GIVEN RECORDS

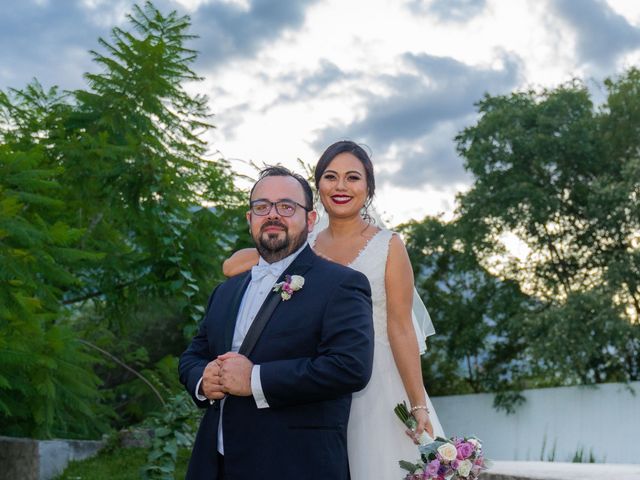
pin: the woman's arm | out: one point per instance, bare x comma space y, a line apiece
402, 335
240, 261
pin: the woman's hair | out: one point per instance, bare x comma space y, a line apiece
347, 146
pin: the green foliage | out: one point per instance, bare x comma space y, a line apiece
113, 219
118, 464
563, 178
45, 377
174, 428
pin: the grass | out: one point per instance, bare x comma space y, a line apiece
118, 464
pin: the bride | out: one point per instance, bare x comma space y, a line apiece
376, 438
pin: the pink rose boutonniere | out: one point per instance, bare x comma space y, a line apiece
291, 283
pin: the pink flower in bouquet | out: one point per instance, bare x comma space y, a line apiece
432, 468
465, 449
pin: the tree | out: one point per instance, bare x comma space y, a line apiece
48, 387
112, 203
563, 177
476, 314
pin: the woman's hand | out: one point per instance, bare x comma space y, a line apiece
424, 425
240, 262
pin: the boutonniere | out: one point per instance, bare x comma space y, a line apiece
291, 283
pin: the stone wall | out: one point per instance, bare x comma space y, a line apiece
27, 459
553, 424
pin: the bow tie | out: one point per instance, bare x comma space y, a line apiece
258, 272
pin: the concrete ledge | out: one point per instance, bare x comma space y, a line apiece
505, 470
28, 459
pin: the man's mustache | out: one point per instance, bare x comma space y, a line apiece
273, 223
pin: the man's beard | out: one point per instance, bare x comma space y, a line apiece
273, 248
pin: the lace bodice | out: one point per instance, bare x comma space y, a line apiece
372, 261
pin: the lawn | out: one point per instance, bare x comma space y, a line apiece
118, 464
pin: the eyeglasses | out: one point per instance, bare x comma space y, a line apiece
285, 208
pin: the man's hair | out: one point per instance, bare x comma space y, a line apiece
280, 171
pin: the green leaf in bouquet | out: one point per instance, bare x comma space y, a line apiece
408, 466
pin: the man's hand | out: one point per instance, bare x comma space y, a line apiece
235, 374
211, 385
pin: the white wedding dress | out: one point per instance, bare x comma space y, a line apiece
376, 437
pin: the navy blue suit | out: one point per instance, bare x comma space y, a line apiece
315, 350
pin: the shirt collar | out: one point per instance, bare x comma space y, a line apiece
282, 265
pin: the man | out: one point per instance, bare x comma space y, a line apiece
275, 367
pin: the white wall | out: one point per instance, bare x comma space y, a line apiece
604, 419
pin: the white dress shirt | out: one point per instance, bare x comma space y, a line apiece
253, 298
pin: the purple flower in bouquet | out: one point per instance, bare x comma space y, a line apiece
432, 468
465, 449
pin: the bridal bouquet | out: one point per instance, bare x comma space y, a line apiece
455, 458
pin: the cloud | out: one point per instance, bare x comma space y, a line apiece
301, 86
46, 41
448, 10
414, 126
602, 34
230, 30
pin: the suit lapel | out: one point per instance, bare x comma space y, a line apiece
230, 324
299, 266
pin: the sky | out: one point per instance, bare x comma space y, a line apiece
286, 78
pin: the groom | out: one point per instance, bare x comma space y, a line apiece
275, 369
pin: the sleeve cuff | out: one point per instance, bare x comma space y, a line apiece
256, 388
202, 398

HOW TO COMPLETE THIS TASK
In your copy of the material, every word must match and no image should appear.

RESULT OF THIS EXERCISE
pin: the woman's arm | out: one point per instance, bare x comma space y, a line apiece
402, 335
240, 261
pin: the woman's hair | out: one point per instance, bare x comma space y, a line apiece
347, 146
pin: the green foliage | out: one point per instance, bare x comma space y, a line apiece
113, 219
118, 464
563, 178
45, 377
174, 428
pin: the grass | out: one point per instance, bare x comma space y, a line apiece
118, 464
pin: the bride | out: one point per instance, bare x comma space y, a line apiece
376, 438
pin: the pink rose boutonniere | out: one point per instance, bare x comma space y, a line apiece
291, 283
pin: the pink flower in bouquet | out: one point per instance, bare x comma space y, a line apiece
432, 468
465, 449
pin: the tree | out: one point per instance, bare x comma space y, a line apiece
48, 387
112, 203
563, 177
476, 314
pin: the woman's hand | out: one point per instance, bare x comma space y, a line apiece
424, 425
240, 262
pin: the boutonniere | out: one point per instance, bare x comma space y, a line apiece
291, 283
pin: the stone wall | out: one point per instance, bare x comma space y, a line apiece
27, 459
553, 424
pin: the bow tie | out: one point per instance, bare x comma space y, a line apiece
258, 272
pin: the concrete ledge | out: one point per instance, bare x comma space y, a line apiece
505, 470
28, 459
pin: the man's mustache | out: one point per instance, bare x comma space y, a line apiece
273, 223
pin: the man's beard | out: one point per instance, bare x comma space y, a line apiece
273, 248
pin: the lace bodice | out: one point per instance, bare x comma space y, a line apiece
372, 261
pin: the lawn | out: one point per instance, bare x comma space y, a line apiece
118, 464
pin: the eyeglasses | out: one point per instance, bare x comma space y, a line apiece
285, 208
pin: the man's hair | out: one point per instance, bare x comma space y, a line apiece
280, 171
pin: the green leaf in bouquet | out: one point per instance, bare x comma space y, a line apiece
408, 466
pin: the man's hand | out: one point per instance, bare x comma space y, a line apiece
235, 374
211, 385
pin: the white wedding dress | out: one point per instance, bare x comma space y, a line apiece
376, 437
pin: the navy blue suit | out: one point per instance, bare x comma space y, a line apiece
315, 350
pin: the shirt collar | out: one point per instance, bare x comma space y, a line apiece
282, 265
pin: the man | out: one point per instance, bare x comma space y, a line apiece
275, 367
pin: the white wall | out: one point per instance, bare x comma space y, a line apiece
604, 419
pin: the white dress shirt | out: one point per instance, bare x comma space y, a line apiece
253, 298
pin: the purple flower in bouquet | out: one point per instance, bare x comma space y, a line apiece
432, 468
465, 449
pin: the bridal bouquet | out: one point per instance, bare x comma space y, a line apiece
455, 458
pin: the cloud | out: one point per instance, bare x comma space y, a line apiece
301, 86
46, 41
448, 10
414, 126
602, 34
230, 30
pin: the suit lapel | out: one point per instance, bare x comma space y, a line apiece
230, 324
299, 266
pin: the sky | out: one point per instance, bare x comma space y, a line apiece
286, 78
pin: the groom | out: one point per instance, bare x comma space y, a line apiece
275, 369
pin: the sleeve cuff | out: one point per instance, bare x comma space y, a line apiece
256, 388
202, 398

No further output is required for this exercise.